-- Start of EXERCISE INPUT --

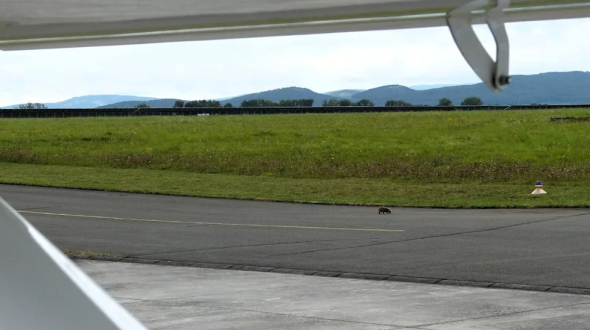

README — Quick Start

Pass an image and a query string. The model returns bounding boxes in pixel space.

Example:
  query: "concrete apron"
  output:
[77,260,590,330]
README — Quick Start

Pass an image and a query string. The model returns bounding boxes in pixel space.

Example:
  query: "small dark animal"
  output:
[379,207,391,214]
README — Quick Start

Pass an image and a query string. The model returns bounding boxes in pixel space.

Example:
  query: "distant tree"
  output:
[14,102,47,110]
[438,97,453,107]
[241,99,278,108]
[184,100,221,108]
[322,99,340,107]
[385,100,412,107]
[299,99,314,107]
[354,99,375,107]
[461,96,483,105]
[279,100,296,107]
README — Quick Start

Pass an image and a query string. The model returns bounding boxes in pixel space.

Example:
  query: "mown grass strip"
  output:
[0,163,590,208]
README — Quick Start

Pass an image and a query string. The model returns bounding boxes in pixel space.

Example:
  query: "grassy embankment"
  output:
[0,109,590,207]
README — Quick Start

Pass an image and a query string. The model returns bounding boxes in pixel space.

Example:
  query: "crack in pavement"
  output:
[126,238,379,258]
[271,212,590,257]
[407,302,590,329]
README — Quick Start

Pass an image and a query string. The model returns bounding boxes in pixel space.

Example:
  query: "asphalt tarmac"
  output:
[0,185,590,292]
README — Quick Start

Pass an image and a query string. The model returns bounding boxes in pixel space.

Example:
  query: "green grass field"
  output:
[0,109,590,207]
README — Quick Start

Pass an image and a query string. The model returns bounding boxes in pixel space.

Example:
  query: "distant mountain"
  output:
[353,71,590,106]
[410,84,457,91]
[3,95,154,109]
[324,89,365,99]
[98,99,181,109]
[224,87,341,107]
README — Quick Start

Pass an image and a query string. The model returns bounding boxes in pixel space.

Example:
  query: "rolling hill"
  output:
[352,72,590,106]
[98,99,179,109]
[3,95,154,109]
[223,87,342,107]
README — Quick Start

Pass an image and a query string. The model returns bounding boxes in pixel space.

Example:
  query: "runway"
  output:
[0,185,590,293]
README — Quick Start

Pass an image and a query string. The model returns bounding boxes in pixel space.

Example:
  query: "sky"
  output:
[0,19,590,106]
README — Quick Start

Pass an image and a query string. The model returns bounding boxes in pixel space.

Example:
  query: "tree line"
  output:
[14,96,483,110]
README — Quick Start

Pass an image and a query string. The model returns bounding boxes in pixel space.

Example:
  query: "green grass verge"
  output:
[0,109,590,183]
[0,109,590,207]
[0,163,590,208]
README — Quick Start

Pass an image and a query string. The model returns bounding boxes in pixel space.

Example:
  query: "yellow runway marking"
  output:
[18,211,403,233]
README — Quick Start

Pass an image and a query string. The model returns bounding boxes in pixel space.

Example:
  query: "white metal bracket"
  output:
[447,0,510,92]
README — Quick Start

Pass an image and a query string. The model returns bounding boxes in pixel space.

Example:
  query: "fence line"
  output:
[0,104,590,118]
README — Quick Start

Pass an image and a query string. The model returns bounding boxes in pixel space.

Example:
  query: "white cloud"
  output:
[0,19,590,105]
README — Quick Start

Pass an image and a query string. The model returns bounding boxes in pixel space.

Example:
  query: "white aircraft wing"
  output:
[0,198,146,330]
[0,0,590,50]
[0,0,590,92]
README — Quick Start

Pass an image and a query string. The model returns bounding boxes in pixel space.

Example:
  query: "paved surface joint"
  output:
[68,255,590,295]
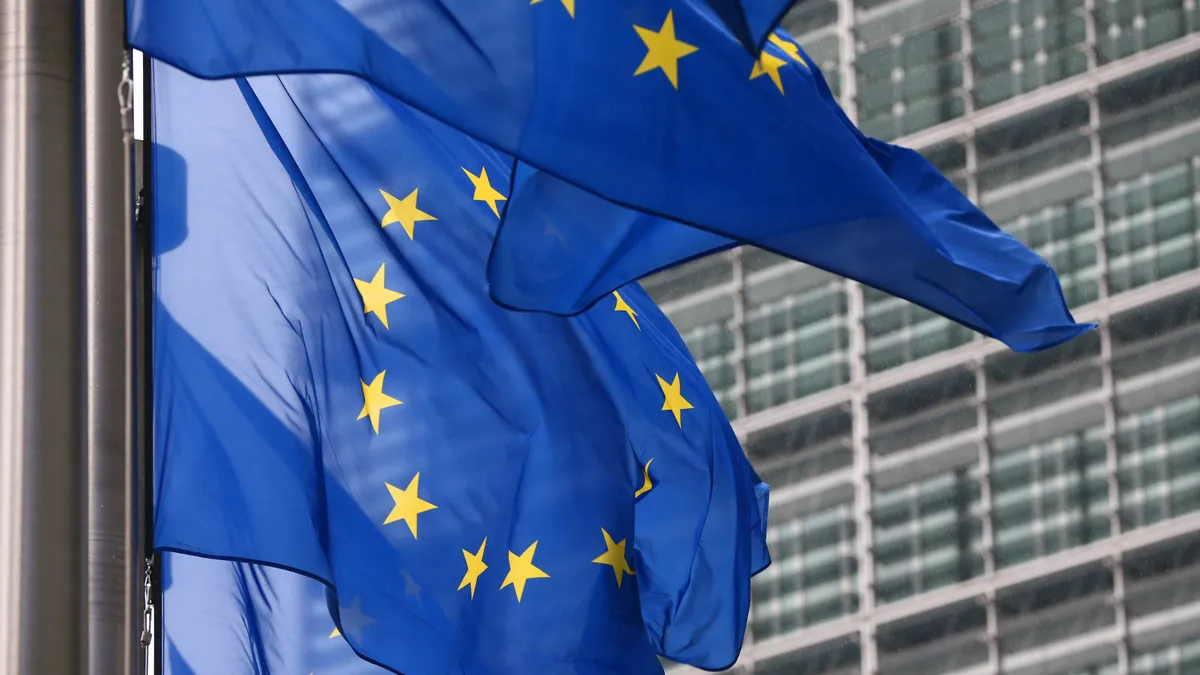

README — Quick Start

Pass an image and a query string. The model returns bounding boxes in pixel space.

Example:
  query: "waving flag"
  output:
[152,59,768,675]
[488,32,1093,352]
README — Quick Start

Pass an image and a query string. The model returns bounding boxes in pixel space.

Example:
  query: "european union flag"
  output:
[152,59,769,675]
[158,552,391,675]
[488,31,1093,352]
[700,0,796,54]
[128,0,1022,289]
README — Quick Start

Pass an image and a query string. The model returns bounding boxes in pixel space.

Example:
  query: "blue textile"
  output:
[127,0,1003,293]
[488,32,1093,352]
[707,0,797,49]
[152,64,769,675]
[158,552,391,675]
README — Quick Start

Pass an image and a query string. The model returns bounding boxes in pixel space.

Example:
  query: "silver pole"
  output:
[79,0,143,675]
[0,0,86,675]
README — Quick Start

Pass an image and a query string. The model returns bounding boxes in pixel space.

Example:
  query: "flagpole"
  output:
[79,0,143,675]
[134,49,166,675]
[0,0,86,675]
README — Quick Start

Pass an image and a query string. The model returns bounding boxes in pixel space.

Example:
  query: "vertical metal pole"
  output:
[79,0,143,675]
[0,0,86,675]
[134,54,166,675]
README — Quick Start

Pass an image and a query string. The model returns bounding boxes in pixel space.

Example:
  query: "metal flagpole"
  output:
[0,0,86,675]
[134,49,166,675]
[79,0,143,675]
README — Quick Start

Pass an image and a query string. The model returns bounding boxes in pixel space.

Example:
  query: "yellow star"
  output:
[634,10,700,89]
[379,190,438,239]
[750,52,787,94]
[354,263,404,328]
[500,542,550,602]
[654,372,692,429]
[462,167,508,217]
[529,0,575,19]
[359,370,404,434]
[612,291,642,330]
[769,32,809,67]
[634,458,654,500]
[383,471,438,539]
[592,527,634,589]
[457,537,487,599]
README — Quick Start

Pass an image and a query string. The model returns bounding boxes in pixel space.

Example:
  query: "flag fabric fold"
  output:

-- End of EXERCISE INPUT --

--- EXERCISE TASK ---
Switch "pixel space" to "pixel units" in every one of the items above, keeping everything else the same. Leave the pictures out of your answer.

--- CORRECT OUTPUT ---
README — Quick Start

Pass an image and a query string. The model returns bounding boxes in pixel units.

Example:
  query: "concrete apron"
  output:
[77,260,590,330]
README — Quick Start

Pass an image and a query string. The model returns bounding boxes in pixel units.

Example:
  query: "small dark animal"
  output:
[379,207,391,214]
README — Quick Start

Pass an image and a query string. The model returns bounding boxes in pixel units.

Example:
  query: "distant tree"
  output:
[14,102,47,110]
[438,97,453,107]
[241,99,278,108]
[184,100,221,108]
[322,99,340,107]
[385,100,412,107]
[299,99,314,107]
[354,99,375,107]
[461,96,483,105]
[279,100,296,107]
README — Quick Start

Pass an image and a query string. The model returns bounding boxes in pixel units.

Example:
  query: "mown grass strip"
  output:
[0,163,590,208]
README — Quick Start

Pass an image and a query string. The model returns bounding boxes in pixel units.

Example:
  query: "grassy embankment"
  output:
[0,109,590,207]
README — Quick Start

Pass an image and a query string. The model returns bounding boxes in pixel units.

Example:
  query: "crack in pavement"
  output:
[126,238,379,258]
[271,212,590,257]
[407,302,590,329]
README — Quick Start

Pass an image and a query string. The model returns bounding boxes in pixel units.

Example:
  query: "asphalt tarmac"
  output:
[0,185,590,292]
README — Quick Start

Pass an image and a query string. The model returns bounding boxes in pixel units.

Example:
  query: "green grass field"
  output:
[0,109,590,207]
README — Quick Start

Pass an image and a query string. The model returns bounding boxes in pixel units.

Example:
  query: "distant mountain"
  output:
[353,71,590,106]
[410,84,457,91]
[3,95,154,109]
[324,89,365,99]
[98,99,181,109]
[224,87,341,107]
README — Quick Start

Pass an image and a query string. The model returns bounding boxes in pixel units.

Example:
  query: "rolling hill"
  output:
[352,72,590,106]
[98,99,179,109]
[3,95,154,109]
[223,87,342,107]
README — Quick Start

Pass an image and a query string. The model returns bounding boxes in pixel units.

Example:
  query: "runway"
  output:
[0,185,590,293]
README — Quick Start

Pass an image and a query string. The model returns bounding boxes in pixel units.

Example:
  query: "sky"
  output:
[0,19,590,106]
README — Quick Start

Pass an image and a query string. The model returns bounding boxes in pixel units.

Example:
  query: "tree line"
  output:
[14,96,483,110]
README — Quick Start

Pass an image and a query string. The model returns bounding boxes in pixel units.

Example:
  query: "green grass verge"
  output:
[0,109,590,183]
[0,109,590,207]
[0,163,590,208]
README — Quick Start

Pass an image and a query string. The model returns bounding boxes in pixel units.

Example:
  query: "yellow runway marking"
  output:
[18,211,403,233]
README — Quick Start

Pass an image and a query string. The model returns bounding boxes in pixel units.

Example:
  query: "white metal bracket"
  output:
[447,0,510,92]
README — Quick Start

Pass an image and a query string. The model returns bounding boxes in pixel units.

Example:
  query: "fence line"
  output:
[0,104,590,118]
README — Quick Start

Pass an image and a query string. The model returns bounding boxes in pixel units.

Example:
  query: "white cloud"
  output:
[0,19,590,105]
README — Quick Start

Pass an image and a query string. The model returns bounding boxes in pixel units.

Example:
  query: "white aircraft wing"
  output:
[0,198,146,330]
[0,0,590,50]
[0,0,590,92]
README — Quick Start

Pass an image and a query string. The model returns bounding boxes in pixel units.

Example:
  query: "paved surface joint"
  output:
[68,255,590,295]

README — Quick Start

Pass an image and a query string. The model returns bounding boxes in pixel units.

Example:
  query: "waving flag"
  output:
[152,59,768,675]
[488,32,1093,352]
README — Quick Start

Pass an image and a query string. The model returns bounding boxes in pixel units.

Example:
  query: "european union flag"
  output:
[152,59,769,675]
[158,552,391,675]
[488,31,1093,352]
[700,0,796,54]
[128,0,1022,289]
README — Quick Start

Pass an image and a query string. The model returns bounding boxes in pixel units.

Example:
  query: "blue textile"
  output:
[127,0,1003,293]
[488,32,1093,352]
[707,0,797,49]
[152,64,769,675]
[158,552,391,675]
README — Quick Start

Pass an image and a query string. The model returns bounding boxes in pixel units.

Example:
  query: "silver pole"
  output:
[79,0,143,675]
[0,0,86,675]
README — Quick Start

Pass an image and a query string. The model returns bounding boxes in pixel units.

Example:
  query: "flagpole"
  output:
[79,0,143,675]
[134,49,166,675]
[0,0,86,675]
README — Quick Start

Pass an image and a query string. The model returns bounding boxes in pixel units.

Example:
  query: "vertical metal pole"
  output:
[79,0,143,675]
[0,0,86,675]
[134,54,166,675]
README — Quick Start

Pass an image and a query string. The model returns bounding boxes in pixel units.

Example:
  query: "metal flagpole"
  output:
[0,0,86,675]
[134,49,166,675]
[79,0,143,675]
README — Quick Start

Pass an image and a query string. The model returns bounding boxes in pixel units.

Example:
  query: "yellow star"
  output:
[634,10,700,89]
[379,190,438,239]
[750,52,787,94]
[354,263,404,328]
[500,542,550,602]
[654,372,692,429]
[462,167,508,217]
[529,0,575,19]
[359,370,404,434]
[612,291,642,330]
[769,32,809,67]
[634,458,654,500]
[383,471,438,539]
[592,527,634,589]
[457,537,487,599]
README — Quick Start

Pass an image and a query string. The model returns bounding boxes in pixel units.

Example:
  query: "flag fabric fold"
  output:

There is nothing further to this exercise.